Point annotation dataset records
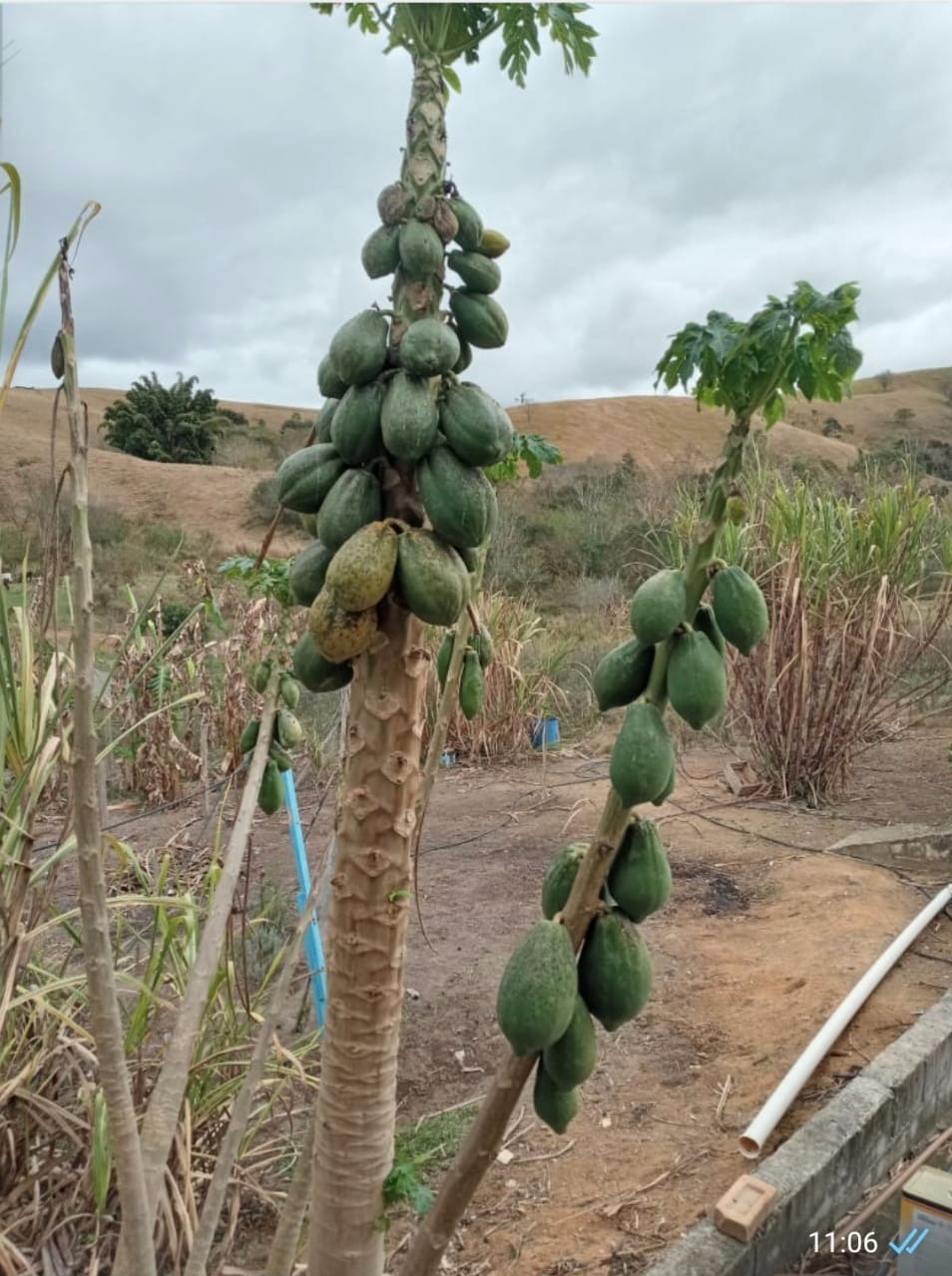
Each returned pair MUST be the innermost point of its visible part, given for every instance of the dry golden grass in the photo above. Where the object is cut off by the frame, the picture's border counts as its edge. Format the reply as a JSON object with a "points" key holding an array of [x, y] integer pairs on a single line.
{"points": [[664, 434]]}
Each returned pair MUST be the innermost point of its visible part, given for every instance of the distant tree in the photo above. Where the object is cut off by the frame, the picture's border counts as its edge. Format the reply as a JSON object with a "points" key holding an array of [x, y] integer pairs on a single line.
{"points": [[159, 422]]}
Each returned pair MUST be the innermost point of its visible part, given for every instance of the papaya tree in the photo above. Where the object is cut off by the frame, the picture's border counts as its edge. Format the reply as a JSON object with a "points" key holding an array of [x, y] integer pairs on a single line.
{"points": [[402, 515], [587, 960]]}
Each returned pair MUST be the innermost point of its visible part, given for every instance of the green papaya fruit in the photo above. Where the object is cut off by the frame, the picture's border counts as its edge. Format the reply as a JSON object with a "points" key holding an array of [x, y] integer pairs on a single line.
{"points": [[431, 577], [614, 970], [280, 758], [697, 680], [287, 728], [329, 383], [571, 1061], [740, 609], [475, 426], [706, 625], [269, 795], [659, 607], [623, 673], [493, 243], [420, 249], [315, 671], [458, 499], [361, 571], [477, 272], [429, 347], [468, 224], [465, 355], [339, 635], [484, 645], [443, 657], [554, 1106], [472, 686], [380, 251], [358, 348], [393, 204], [668, 790], [289, 690], [536, 997], [324, 420], [561, 877], [480, 319], [410, 417], [355, 429], [640, 878], [307, 573], [306, 476], [642, 758], [353, 502]]}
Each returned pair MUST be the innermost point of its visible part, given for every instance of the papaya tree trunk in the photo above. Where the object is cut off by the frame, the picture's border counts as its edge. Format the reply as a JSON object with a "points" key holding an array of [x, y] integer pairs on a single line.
{"points": [[367, 913]]}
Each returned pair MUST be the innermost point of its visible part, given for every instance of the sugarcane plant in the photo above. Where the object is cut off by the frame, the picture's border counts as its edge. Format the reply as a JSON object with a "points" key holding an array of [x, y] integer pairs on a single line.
{"points": [[401, 512], [586, 960]]}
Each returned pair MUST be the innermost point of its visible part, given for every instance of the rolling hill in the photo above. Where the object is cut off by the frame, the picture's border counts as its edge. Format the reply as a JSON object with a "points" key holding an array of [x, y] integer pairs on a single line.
{"points": [[664, 434]]}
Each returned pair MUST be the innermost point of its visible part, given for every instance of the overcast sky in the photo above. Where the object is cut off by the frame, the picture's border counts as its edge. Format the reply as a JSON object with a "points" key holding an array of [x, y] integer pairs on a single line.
{"points": [[716, 154]]}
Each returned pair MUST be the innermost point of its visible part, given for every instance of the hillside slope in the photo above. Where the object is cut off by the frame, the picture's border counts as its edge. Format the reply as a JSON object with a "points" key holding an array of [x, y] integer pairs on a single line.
{"points": [[665, 435]]}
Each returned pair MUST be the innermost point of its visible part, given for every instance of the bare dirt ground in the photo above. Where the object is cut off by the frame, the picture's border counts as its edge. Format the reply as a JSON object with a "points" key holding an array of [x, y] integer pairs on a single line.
{"points": [[763, 937]]}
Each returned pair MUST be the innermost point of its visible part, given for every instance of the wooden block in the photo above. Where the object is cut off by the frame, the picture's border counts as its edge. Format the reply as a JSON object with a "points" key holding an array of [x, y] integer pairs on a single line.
{"points": [[741, 780], [742, 1207]]}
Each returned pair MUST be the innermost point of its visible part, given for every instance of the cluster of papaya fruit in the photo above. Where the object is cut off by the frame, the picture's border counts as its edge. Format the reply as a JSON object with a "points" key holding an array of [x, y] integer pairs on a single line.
{"points": [[548, 1001], [394, 402], [286, 732], [696, 680], [548, 998], [480, 652]]}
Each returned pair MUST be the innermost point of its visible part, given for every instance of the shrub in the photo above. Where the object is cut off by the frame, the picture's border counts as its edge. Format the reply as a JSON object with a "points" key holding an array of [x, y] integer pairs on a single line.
{"points": [[169, 424], [858, 590]]}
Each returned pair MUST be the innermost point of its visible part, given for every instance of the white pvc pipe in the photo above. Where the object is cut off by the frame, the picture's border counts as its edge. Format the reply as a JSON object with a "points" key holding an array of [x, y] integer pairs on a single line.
{"points": [[765, 1120]]}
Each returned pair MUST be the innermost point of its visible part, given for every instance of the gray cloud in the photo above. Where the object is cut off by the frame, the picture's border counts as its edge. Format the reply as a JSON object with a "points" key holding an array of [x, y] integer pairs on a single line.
{"points": [[714, 155]]}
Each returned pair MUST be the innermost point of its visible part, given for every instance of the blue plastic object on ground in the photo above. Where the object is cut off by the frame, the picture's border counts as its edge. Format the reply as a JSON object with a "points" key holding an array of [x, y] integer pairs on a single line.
{"points": [[312, 948], [545, 731]]}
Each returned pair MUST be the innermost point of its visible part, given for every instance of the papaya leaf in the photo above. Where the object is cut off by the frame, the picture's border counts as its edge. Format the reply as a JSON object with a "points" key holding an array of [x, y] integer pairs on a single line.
{"points": [[452, 31], [794, 346]]}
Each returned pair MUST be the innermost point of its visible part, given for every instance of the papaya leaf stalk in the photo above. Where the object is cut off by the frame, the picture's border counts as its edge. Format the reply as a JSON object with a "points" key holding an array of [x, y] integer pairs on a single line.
{"points": [[97, 947], [794, 346], [165, 1101]]}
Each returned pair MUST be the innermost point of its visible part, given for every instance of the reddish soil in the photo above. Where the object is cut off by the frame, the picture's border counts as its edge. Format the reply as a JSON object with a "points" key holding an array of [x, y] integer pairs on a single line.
{"points": [[763, 937]]}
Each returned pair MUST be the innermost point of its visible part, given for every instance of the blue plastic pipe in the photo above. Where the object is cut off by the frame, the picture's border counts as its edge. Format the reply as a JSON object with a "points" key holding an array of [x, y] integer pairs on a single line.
{"points": [[312, 948]]}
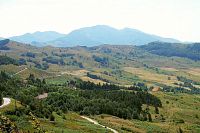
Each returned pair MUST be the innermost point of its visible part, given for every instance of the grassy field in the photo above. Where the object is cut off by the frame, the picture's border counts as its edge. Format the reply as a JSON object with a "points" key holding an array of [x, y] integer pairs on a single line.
{"points": [[152, 78], [71, 123], [179, 111]]}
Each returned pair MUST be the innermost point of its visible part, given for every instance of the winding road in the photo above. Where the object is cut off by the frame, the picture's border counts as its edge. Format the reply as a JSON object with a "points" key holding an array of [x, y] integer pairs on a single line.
{"points": [[6, 101], [21, 71], [96, 123]]}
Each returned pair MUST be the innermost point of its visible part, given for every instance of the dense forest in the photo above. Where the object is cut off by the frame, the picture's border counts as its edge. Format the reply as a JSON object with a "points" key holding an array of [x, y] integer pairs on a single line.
{"points": [[190, 51], [88, 98]]}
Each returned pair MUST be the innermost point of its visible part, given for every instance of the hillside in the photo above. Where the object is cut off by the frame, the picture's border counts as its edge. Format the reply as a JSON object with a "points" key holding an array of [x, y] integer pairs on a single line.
{"points": [[98, 82], [191, 51]]}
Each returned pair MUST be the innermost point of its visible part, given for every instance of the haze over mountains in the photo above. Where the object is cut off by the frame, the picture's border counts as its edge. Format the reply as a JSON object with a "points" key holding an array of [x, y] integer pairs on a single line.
{"points": [[91, 36]]}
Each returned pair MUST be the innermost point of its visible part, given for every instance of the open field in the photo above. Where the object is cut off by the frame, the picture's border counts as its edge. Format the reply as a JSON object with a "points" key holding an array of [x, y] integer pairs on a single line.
{"points": [[150, 77], [179, 111]]}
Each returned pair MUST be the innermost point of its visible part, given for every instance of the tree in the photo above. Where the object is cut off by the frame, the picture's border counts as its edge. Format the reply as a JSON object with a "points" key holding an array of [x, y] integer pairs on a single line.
{"points": [[1, 98], [156, 110], [149, 117], [52, 118]]}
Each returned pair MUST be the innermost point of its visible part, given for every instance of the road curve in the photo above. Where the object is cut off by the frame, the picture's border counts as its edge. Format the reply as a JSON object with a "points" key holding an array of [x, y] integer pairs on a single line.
{"points": [[96, 123], [6, 101], [20, 71]]}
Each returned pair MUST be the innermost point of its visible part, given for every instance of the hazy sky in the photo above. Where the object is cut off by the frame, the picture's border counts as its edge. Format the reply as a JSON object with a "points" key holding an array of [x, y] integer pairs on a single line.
{"points": [[179, 19]]}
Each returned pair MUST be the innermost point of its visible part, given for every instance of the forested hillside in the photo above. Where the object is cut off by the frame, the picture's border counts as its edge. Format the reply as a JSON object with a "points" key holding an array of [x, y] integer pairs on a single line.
{"points": [[191, 51]]}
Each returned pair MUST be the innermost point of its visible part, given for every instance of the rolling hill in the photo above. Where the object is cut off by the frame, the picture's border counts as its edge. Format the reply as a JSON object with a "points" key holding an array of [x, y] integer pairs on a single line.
{"points": [[190, 51]]}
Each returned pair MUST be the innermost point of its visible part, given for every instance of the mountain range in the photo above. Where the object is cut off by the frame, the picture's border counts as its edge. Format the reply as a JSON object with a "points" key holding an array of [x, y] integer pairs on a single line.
{"points": [[91, 36]]}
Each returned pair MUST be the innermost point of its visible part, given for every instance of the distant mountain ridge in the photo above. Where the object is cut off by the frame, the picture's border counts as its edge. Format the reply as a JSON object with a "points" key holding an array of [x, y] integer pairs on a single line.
{"points": [[37, 38], [91, 36]]}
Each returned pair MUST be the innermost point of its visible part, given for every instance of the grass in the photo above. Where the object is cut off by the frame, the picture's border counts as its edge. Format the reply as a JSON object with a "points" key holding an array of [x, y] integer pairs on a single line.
{"points": [[72, 124], [151, 77], [179, 111]]}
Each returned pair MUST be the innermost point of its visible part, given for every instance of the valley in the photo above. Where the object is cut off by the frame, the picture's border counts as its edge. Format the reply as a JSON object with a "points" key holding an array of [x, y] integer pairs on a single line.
{"points": [[80, 81]]}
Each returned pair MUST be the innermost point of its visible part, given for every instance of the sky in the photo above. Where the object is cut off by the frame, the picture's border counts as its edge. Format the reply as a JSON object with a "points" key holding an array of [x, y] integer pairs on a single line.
{"points": [[179, 19]]}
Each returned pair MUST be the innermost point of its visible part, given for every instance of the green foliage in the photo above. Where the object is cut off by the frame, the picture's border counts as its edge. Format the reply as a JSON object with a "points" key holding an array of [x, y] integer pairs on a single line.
{"points": [[5, 60], [1, 98], [6, 125], [190, 51]]}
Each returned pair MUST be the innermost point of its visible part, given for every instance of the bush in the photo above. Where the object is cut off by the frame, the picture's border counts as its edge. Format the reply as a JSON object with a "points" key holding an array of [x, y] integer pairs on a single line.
{"points": [[52, 117]]}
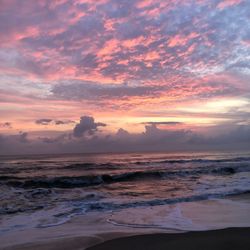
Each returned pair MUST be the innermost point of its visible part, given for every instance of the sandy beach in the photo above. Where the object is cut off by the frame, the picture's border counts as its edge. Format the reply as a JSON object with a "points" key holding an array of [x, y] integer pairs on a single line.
{"points": [[223, 239]]}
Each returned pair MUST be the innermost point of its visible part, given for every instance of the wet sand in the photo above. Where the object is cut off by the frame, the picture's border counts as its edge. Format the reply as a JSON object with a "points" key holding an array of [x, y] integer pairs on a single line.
{"points": [[224, 239]]}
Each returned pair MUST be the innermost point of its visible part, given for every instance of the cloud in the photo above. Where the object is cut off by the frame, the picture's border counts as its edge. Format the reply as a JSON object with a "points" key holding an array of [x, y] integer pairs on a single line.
{"points": [[84, 139], [163, 123], [43, 121], [6, 125], [87, 125], [77, 90], [47, 121]]}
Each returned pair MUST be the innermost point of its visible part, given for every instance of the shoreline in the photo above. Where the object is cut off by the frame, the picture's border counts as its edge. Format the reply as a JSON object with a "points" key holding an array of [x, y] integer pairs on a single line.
{"points": [[221, 239]]}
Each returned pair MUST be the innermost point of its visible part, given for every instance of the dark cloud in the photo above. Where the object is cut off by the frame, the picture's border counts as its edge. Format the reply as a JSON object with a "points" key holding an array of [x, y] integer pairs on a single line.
{"points": [[87, 125], [152, 139]]}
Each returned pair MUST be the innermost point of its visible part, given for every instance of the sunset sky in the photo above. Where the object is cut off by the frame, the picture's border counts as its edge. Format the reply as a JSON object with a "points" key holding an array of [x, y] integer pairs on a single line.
{"points": [[124, 75]]}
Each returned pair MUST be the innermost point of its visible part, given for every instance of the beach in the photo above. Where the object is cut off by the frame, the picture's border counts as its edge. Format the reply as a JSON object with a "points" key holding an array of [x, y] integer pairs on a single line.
{"points": [[131, 201], [223, 239]]}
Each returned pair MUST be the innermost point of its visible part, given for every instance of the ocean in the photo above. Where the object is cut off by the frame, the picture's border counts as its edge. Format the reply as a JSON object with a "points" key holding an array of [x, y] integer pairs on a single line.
{"points": [[131, 190]]}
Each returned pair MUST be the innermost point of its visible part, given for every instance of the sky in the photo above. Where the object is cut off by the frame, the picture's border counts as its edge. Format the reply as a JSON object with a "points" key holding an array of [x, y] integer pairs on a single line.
{"points": [[124, 75]]}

PROBLEM DETAILS
Output exactly the lines from the one containing "of the shoreline" through the last line of the entries, both ends included.

SOLVED PROBLEM
Each returned pair MUST be the innermost point of its visible part, given for every instance of the shoreline in the photo above. Where the object is cut off by the frame, the picture's border counts as its edge. Format the reply as a JSON object with a "points" key holding an array of [x, y] integer pairs on a single line.
{"points": [[221, 239]]}
Each returned pair MUST be the innermost point of its visible part, given for every instance of the dark cloud in the photo above. Where the object is cut off by the frame, the picture's border counts as its edge. Format the reply as a JSON object with a "points" key holding an array of [x, y] integer pairs on a single line.
{"points": [[87, 125], [152, 139]]}
Each returned pair MUST be the innermost point of its visible part, given for every instance of the sunset sky in the photo above. Where the object is cut off by the frame, the picture's border counts as its edge. Format the reply as a JSON object with a "points" key holding an array of [x, y] integer pairs on a single line.
{"points": [[124, 75]]}
Each returned pair MUST be the innermost point of its visible part, given for every instance of the beach in the photo above. Where the object is cut off by the frame, the picture's border counts as its edge. Format the reply as a JSON object with a "points" key holding an array of [x, y] integer pairs on a single line.
{"points": [[131, 201], [223, 239]]}
Each returned pair MUST be the innermost point of its visible part, given for every instance of the ocean in the photo above. Where the object is cut off by the frame, the picture's border counts as its edge. Format the reply as a JSON object with a "points" key holding an array of [x, y] integer pairs on a single line.
{"points": [[131, 190]]}
Each returned pair MUST be the innermost point of its visible part, given for every instance of the sky in the photo above. Where the object is cut off by the frame, the picture's border counts as its edge. Format the reply as a JSON object with a "points" key holding an array of [x, y] integer pairs on a single line.
{"points": [[124, 75]]}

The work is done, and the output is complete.